Using the text on the Seven of Swords, answer each question briefly.
(a) Which part of Aquarius is the card linked to?
(b) According to the text, what is the Moon about?
(c) What does Alison Cross call the card?

◆ DOCUMENT SECTION
+++++
The Seven of Swords, in the astrological correspondence system I follow, is linked to the Moon in Aquarius - as well as to the final ten days of Aquarius (9th/10th-18th February this year). We’re still looking at Fixed Air, but now we add some water through Cancer’s rulership of the Moon.
So if this is the sign of the unconventional and the unorthodox, the reformer and revolutionary, how is it affected by the Moon? Well, the Moon is about emotional needs and about the way we react to things automatically, instinctively. So an Aquarian Moon could react unpredictably, perhaps, and with a sense of detachment. Being free to express ideas, especially ones that don’t conform to the ‘norm’, and to be innovative might give this Moon a sense of security.
But how does this fit with the Seven of Swords? This card is often linked to being stealthy – one of my tarot friends, Alison Cross, calls it the ‘Sneaky Pete’ card. Some say it’s about making a sly escape, but I like Juliet Sharman-Burke’s description – “tact rather than aggression”. There’s something about thinking things through and making plans for the future (Aquarius) but taking great care with those plans. Remember the Moon is ruled by Cancer, so there’s likely to be an element of protectiveness involved – possibly to the point of being underhanded. Aquarius brings the detachment, the clarity of vision, so that any protectiveness or nurturing quality to the action is not going be based on emotional needs. We often warn against being too free and open about what we intend to do when we see this card – that’s the Moon’s caution acting on an Aquarian desire to spread knowledge within the community.
+++++
◆ ENTRIES PROVIDED
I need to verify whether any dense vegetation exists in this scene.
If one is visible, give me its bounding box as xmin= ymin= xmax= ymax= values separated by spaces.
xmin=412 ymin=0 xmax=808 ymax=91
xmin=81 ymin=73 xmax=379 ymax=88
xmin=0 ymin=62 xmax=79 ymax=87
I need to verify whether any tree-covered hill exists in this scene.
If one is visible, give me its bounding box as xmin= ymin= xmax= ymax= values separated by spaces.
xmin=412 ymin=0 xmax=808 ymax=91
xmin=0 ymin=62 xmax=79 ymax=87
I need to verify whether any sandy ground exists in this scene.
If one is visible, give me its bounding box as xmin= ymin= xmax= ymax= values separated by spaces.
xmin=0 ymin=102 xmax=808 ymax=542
+++++
◆ TASK RESPONSE
(a) The final ten days of Aquarius (9th/10th–18th February this year).
(b) Emotional needs and the way we react to things automatically, instinctively.
(c) The ‘Sneaky Pete’ card.